Written instruction - Reproduce the data below verbatim, from its first line through the line containing "POLYGON ((7 258, 7", including that line. Leave the picture out of your answer.

Provided entries -
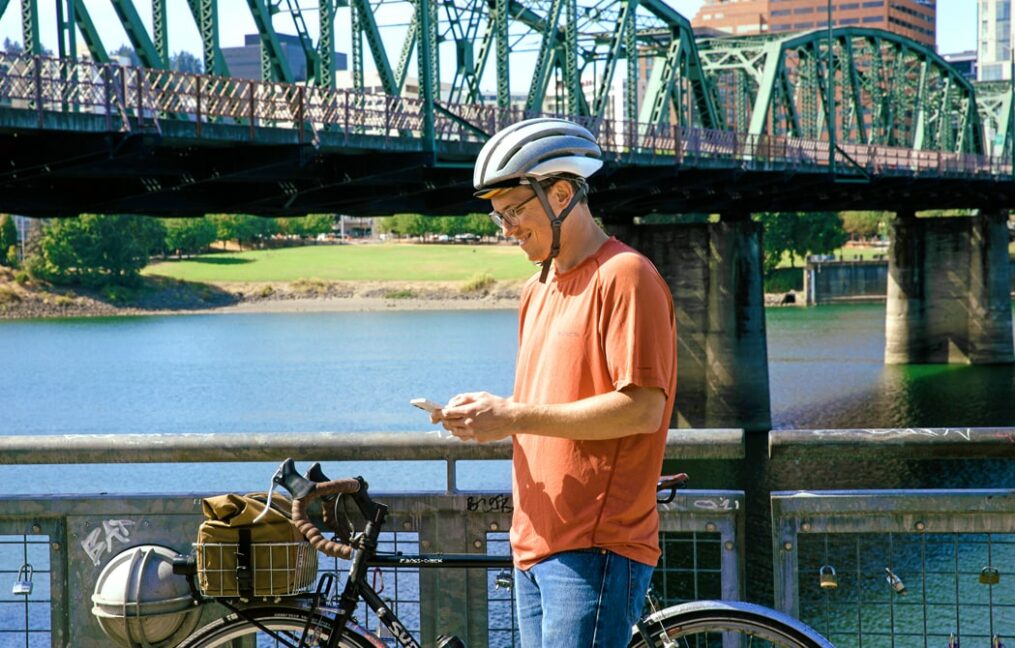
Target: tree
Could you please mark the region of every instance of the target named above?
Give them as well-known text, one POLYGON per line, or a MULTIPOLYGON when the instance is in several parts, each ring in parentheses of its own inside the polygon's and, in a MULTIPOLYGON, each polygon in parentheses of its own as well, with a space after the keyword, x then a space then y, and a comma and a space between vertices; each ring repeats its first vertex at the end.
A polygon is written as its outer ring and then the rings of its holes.
POLYGON ((873 239, 881 234, 892 217, 890 211, 843 211, 839 215, 845 233, 861 240, 873 239))
POLYGON ((489 214, 485 213, 470 213, 466 216, 465 231, 481 237, 495 237, 500 234, 500 228, 490 220, 489 214))
POLYGON ((188 74, 201 74, 204 71, 204 64, 190 52, 181 50, 170 57, 170 69, 188 74))
POLYGON ((165 249, 178 256, 198 254, 215 242, 215 223, 204 218, 163 218, 165 249))
POLYGON ((57 283, 136 284, 152 251, 161 249, 164 241, 165 229, 156 218, 98 214, 57 218, 44 228, 29 268, 57 283))
POLYGON ((235 241, 241 247, 244 243, 253 244, 278 233, 278 222, 274 218, 232 213, 215 214, 209 218, 215 223, 219 241, 235 241))
POLYGON ((7 258, 7 252, 11 247, 17 250, 17 228, 14 226, 14 218, 10 214, 2 213, 0 214, 0 265, 13 266, 7 258))
POLYGON ((787 253, 790 265, 795 267, 798 255, 828 254, 849 238, 842 220, 833 211, 767 212, 754 217, 764 225, 763 268, 766 275, 779 267, 787 253))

Exercise response -
Target: tree
Could you please mark the region of every instance of the target named above?
Give them as well-known text, one POLYGON per line, or a MULTIPOLYGON when the instance is in several parts, each ring in parentheses of its own inside the polygon's and, in a MULTIPOLYGON, each polygon in parentheses of its own as well, with a space after the keyword, x then a space then y, and a comma and a space between vertices; each ring repeats its first vertex at the end.
A polygon is written as its outer ring and then the rings of its holes.
POLYGON ((873 239, 881 234, 892 217, 890 211, 843 211, 839 215, 845 233, 861 240, 873 239))
POLYGON ((489 214, 485 213, 470 213, 466 216, 465 231, 481 237, 495 237, 500 234, 500 228, 490 220, 489 214))
POLYGON ((188 74, 201 74, 204 71, 204 64, 190 52, 181 50, 170 57, 170 69, 188 74))
POLYGON ((165 249, 178 256, 198 254, 215 242, 215 223, 204 218, 163 218, 165 249))
POLYGON ((57 283, 136 284, 152 251, 161 249, 164 241, 165 229, 156 218, 98 214, 57 218, 44 228, 29 268, 57 283))
POLYGON ((235 241, 241 247, 244 243, 253 244, 278 233, 278 222, 274 218, 232 213, 215 214, 209 218, 215 223, 219 241, 235 241))
POLYGON ((7 258, 7 252, 11 247, 17 250, 17 228, 14 226, 14 218, 10 214, 2 213, 0 214, 0 265, 13 266, 7 258))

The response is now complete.